### [DIRECTIONS FOR THIS TASK]
Below are some records; retype all of them exactly.

Data entries
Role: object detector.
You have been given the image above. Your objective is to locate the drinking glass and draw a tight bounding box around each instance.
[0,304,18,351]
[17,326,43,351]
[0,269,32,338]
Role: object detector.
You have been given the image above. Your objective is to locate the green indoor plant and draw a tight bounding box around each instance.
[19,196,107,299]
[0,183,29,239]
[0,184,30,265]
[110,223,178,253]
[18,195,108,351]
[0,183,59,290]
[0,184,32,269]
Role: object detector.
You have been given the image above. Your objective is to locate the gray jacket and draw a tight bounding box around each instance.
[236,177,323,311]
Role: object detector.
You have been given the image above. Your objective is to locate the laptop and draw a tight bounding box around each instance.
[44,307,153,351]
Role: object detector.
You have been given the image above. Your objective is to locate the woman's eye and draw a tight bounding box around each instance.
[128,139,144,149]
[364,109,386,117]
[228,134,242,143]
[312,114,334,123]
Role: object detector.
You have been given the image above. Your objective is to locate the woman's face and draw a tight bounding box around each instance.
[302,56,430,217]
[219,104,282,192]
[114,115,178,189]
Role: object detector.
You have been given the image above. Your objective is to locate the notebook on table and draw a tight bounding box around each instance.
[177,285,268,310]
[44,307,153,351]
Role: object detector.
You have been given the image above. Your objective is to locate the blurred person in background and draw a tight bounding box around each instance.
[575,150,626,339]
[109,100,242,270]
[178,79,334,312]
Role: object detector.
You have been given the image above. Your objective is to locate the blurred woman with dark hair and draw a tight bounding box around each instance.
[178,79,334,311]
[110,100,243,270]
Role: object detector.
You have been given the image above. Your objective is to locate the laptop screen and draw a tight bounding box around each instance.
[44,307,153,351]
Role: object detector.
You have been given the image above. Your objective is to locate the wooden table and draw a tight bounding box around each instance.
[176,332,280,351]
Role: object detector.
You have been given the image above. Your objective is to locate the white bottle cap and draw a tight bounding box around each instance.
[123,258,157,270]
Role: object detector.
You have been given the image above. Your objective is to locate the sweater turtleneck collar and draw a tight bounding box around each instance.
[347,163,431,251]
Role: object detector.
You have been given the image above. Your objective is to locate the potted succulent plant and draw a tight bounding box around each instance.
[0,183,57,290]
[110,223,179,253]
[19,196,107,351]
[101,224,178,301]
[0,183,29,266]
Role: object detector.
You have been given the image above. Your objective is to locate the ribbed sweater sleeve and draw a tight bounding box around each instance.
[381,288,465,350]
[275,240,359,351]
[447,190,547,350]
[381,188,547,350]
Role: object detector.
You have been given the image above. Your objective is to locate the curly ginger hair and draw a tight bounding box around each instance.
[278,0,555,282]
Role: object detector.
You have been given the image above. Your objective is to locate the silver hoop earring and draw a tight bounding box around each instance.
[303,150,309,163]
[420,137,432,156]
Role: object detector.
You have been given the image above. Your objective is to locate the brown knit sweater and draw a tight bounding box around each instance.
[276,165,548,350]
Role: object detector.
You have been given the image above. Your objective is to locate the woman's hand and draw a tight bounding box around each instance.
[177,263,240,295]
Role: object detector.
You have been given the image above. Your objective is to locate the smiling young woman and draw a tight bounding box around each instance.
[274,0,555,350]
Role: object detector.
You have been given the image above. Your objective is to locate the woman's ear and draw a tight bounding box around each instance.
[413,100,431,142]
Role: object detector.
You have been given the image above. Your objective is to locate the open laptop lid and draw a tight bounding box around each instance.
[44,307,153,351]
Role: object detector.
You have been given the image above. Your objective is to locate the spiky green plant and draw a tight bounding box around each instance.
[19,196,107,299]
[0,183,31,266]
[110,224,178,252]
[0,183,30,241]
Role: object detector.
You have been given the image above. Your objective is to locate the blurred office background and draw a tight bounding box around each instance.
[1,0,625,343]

### [EXPECTED ANSWER]
Role: object detector.
You have been given the image above. Your objective is to locate the drinking glass and draw a tight bounding box around each instance.
[0,304,18,351]
[17,326,43,351]
[0,269,32,338]
Role: object detector.
You have been given the image above. Your objective is to locate the green indoor plant and draw a tight bounding box around each instance.
[19,196,107,299]
[0,183,29,239]
[0,184,30,265]
[110,223,178,253]
[18,195,108,351]
[0,183,59,290]
[0,184,32,269]
Role: object detector.
You have been given the image above. Your objective is to locate the gray jacket and draw a tight bounding box around each instance.
[236,177,323,311]
Role: object detector.
You have been given the image above. Your objective is to locate the laptop and draw a tight bounding box around each instance.
[44,307,153,351]
Role: object detector.
You have been given the image above. Your objective is to locate the woman's eye and draw a tight bounding box around each instance.
[128,139,144,149]
[364,109,386,117]
[228,134,242,143]
[312,114,334,123]
Role: object detector.
You have been given the image above. Your objective is to locate the woman's face and draw a tight bounding box around each instance.
[302,56,430,217]
[219,104,282,192]
[114,115,178,189]
Role: object detector.
You have been given the image above. Your objective is to locate the notebook on table and draw a tight bounding box around each instance.
[177,285,268,310]
[44,307,153,351]
Role: object detector.
You have been given the image above. Your objective is to locate the blurred person in background and draw a tight bounding box around each instance.
[575,150,626,339]
[109,100,242,270]
[178,79,334,312]
Role: object detector.
You have been given the image above. Your objective is to locate the blurred woman with dark hair and draw a tight bounding box around each instance.
[178,79,334,311]
[110,100,243,270]
Role: object detector.
You have been given the image above. Your objective is to locate the laptop screen and draw a tight bounding box around each instance.
[44,307,153,351]
Role: object detector.
You have been given the image above. Your objective is to locate the wooden table and draw a tight bounding box around each instance.
[176,332,280,351]
Role: object detector.
You have been given the image above. Your objective is to locate the white bottle cap and draw a tight bounding box around each instance.
[123,258,157,270]
Role: object detector.
You have been given the image above. Your objective is to locate the sweater turtleneck collar and draw a tight bounding box around each instance.
[347,163,431,251]
Role: object detector.
You have been given the image above. Your objective is to locate the potted succulent plant and draw a tight bounding box around each instance.
[0,183,57,290]
[110,223,179,253]
[19,196,107,351]
[101,224,178,301]
[0,183,29,266]
Role: object detector.
You have been given the image above. Your objective is to locate the ribbed sweater sleeve and draw a tight bounding box around each instance.
[381,288,465,350]
[275,240,359,351]
[447,190,547,350]
[381,188,547,350]
Role: object detector.
You have been given the image above. Your objective is to locate the curly ginger hair and draw a tight bounding box around each instance.
[278,0,555,282]
Role: object detector.
You have been given the image above. Your objective is to locate the silver hoop earring and draw a tight bounding box around each instance.
[303,150,309,163]
[420,137,432,156]
Role: object detector.
You have been given the image above. Your objective is to locate the brown knit sweater and draw a tight bounding box around each instance.
[276,165,548,350]
Role: object detector.
You have been given the image above. Your objective is to locate the woman's hand and draw a tight bounding box around each instance.
[177,263,240,295]
Role: object detector.
You have been given the image above. Your objective is to locate the smiling young woman and draw a tight bounding box around each instance.
[274,0,555,350]
Role: object detector.
You have been given the image above. Your objective is to locate the woman's ear and draw a tight bounding box around each instance.
[413,100,431,142]
Role: object detector.
You have been given the image above. Your objective is to locate the open laptop lid and draw a tight bounding box around each instance.
[44,307,153,351]
Role: object detector.
You have been given the image above. Your objective is to locate the spiky green plant and draw a tight bounding box around each instance.
[19,196,107,299]
[0,183,31,266]
[110,224,178,252]
[0,183,30,241]
Role: object detector.
You have been given the image above. Your objective is to locate the blurred office background and draw a tight bounding box around each instance.
[1,0,625,343]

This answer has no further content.